Liste jede Zeile des Materials auf, in der die Zeichenfolge „item“ vorkommt.

■ ■ ■

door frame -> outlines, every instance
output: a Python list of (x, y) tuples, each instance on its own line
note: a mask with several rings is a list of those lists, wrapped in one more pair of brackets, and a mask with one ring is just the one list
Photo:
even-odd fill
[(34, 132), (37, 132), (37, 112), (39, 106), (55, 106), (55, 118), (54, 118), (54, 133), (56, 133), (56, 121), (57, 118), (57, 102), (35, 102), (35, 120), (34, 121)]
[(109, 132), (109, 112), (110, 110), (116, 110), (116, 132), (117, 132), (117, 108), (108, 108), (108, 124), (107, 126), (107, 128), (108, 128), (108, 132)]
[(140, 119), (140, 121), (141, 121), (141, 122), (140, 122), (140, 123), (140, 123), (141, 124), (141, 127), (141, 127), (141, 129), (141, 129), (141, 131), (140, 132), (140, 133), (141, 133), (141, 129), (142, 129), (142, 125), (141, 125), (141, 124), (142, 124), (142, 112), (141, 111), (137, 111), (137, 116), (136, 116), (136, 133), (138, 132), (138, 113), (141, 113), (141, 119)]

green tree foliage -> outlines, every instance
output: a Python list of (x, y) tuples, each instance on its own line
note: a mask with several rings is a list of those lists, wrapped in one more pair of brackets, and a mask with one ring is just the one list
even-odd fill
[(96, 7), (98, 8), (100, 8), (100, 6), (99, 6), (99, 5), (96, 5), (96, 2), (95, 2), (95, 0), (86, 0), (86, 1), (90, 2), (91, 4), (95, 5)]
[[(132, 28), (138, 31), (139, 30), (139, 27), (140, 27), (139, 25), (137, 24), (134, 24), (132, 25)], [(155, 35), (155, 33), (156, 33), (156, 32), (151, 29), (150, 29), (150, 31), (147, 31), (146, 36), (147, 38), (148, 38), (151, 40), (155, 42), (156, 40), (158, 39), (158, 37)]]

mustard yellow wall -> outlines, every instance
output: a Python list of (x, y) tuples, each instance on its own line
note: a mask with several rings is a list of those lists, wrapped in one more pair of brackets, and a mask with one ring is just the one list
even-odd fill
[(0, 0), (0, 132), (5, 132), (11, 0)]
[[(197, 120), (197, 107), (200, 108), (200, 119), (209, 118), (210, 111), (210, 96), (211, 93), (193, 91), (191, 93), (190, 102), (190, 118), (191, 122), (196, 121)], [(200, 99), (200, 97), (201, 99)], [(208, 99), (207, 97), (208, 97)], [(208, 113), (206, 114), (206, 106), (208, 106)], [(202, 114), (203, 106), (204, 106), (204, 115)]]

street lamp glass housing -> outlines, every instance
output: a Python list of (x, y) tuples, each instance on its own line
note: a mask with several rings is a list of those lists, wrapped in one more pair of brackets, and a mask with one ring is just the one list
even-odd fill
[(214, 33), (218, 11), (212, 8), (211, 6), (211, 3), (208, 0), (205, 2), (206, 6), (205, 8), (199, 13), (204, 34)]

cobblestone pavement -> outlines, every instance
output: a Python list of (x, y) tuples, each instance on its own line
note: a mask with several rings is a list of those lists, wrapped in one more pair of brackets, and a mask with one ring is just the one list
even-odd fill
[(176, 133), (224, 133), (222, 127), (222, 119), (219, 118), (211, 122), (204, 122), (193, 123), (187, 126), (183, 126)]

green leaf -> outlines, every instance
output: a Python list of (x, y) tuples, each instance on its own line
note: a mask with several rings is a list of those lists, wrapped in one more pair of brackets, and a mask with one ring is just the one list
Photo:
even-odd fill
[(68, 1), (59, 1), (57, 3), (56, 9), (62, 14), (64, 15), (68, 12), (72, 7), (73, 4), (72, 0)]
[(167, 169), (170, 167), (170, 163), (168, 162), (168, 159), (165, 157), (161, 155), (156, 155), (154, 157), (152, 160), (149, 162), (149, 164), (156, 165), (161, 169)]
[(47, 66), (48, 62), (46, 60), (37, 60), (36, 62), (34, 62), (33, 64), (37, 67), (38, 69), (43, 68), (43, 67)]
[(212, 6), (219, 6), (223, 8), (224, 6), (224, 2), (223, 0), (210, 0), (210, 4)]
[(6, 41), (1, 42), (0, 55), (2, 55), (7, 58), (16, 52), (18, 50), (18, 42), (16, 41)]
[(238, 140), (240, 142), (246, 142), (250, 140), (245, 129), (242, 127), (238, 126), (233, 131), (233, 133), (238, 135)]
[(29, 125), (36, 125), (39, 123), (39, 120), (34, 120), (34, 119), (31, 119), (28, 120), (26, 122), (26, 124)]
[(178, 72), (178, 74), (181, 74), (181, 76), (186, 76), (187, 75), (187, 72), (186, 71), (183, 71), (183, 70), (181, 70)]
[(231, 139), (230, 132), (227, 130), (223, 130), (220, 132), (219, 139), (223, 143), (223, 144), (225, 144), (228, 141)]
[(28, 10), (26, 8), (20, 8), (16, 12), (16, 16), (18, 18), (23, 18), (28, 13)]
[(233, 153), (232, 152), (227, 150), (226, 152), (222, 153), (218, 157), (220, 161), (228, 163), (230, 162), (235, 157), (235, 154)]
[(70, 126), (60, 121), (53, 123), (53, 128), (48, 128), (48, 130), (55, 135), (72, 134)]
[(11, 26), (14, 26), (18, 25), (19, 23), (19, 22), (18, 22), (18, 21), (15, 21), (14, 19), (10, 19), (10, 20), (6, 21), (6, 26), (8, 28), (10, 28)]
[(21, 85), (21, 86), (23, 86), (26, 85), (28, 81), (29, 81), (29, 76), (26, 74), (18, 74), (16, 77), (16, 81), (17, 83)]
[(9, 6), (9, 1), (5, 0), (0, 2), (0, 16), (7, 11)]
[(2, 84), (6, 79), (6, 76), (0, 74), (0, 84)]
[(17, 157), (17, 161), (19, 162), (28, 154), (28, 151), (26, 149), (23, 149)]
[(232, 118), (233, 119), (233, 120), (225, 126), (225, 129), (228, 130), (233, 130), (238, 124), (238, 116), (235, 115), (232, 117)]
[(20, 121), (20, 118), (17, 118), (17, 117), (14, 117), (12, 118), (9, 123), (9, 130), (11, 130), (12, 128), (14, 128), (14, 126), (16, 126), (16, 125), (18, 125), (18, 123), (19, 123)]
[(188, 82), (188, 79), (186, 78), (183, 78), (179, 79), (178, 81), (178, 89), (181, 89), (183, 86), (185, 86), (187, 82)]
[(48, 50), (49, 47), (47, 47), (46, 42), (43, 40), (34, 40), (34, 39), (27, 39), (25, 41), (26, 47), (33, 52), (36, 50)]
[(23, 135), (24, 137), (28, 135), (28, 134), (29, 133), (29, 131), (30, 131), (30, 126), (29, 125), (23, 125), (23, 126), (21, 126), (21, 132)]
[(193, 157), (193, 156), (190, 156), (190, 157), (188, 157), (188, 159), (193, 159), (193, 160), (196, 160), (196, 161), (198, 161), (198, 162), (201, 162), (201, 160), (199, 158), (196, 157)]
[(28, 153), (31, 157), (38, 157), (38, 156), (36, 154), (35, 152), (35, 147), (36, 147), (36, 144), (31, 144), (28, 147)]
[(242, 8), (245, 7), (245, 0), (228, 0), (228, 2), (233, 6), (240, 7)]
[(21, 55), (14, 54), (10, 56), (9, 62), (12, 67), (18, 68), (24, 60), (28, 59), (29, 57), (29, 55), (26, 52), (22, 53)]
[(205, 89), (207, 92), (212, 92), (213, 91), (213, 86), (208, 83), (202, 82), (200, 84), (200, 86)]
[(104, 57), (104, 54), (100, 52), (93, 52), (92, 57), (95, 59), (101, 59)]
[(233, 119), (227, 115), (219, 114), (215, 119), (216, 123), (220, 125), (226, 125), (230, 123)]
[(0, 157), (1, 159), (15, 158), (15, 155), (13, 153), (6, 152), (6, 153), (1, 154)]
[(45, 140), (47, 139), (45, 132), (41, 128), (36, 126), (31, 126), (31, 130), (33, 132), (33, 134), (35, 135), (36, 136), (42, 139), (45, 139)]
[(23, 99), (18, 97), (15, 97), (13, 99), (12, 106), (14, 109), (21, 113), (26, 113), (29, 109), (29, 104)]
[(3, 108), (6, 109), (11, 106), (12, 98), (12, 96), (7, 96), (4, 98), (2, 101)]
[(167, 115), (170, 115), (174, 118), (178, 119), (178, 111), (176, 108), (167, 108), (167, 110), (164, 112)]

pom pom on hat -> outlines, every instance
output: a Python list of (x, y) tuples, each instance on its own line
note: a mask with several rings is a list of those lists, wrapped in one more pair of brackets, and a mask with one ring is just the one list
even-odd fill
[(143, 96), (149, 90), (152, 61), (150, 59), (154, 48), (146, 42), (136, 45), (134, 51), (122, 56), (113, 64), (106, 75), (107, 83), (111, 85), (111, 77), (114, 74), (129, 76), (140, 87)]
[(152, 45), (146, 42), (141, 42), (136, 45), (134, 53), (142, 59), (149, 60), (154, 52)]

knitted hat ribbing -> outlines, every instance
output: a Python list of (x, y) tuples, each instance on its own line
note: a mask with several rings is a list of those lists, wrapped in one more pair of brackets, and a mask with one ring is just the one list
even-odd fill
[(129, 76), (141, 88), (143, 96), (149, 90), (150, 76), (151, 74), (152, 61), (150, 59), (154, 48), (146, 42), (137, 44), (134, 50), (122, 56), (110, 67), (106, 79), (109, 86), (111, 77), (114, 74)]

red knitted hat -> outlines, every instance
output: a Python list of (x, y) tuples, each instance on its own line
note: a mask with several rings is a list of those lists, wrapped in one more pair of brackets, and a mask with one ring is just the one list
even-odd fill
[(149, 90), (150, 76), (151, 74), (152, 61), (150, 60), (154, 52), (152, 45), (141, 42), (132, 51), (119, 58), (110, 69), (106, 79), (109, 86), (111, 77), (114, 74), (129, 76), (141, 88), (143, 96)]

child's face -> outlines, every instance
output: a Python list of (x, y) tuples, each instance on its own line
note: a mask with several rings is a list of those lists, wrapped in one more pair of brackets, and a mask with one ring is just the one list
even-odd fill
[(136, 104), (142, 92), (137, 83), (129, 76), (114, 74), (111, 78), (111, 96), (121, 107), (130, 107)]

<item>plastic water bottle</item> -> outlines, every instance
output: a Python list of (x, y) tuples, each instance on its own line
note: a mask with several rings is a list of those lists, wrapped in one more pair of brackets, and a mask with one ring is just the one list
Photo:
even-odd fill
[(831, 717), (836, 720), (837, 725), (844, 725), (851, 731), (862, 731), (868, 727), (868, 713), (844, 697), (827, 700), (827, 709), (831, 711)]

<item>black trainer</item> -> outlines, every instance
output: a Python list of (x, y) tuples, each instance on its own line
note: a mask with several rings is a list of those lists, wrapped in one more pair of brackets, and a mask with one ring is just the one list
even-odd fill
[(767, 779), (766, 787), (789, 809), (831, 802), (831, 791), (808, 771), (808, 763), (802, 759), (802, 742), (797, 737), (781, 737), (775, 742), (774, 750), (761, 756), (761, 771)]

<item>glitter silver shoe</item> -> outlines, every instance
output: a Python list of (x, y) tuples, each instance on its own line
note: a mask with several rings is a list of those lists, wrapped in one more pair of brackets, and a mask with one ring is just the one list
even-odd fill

■ ■ ■

_Ausgabe_.
<item>plastic water bottle</item> -> outlines, every instance
<item>black trainer</item> -> outlines, every instance
<item>glitter silver shoe</item> -> outlines, every instance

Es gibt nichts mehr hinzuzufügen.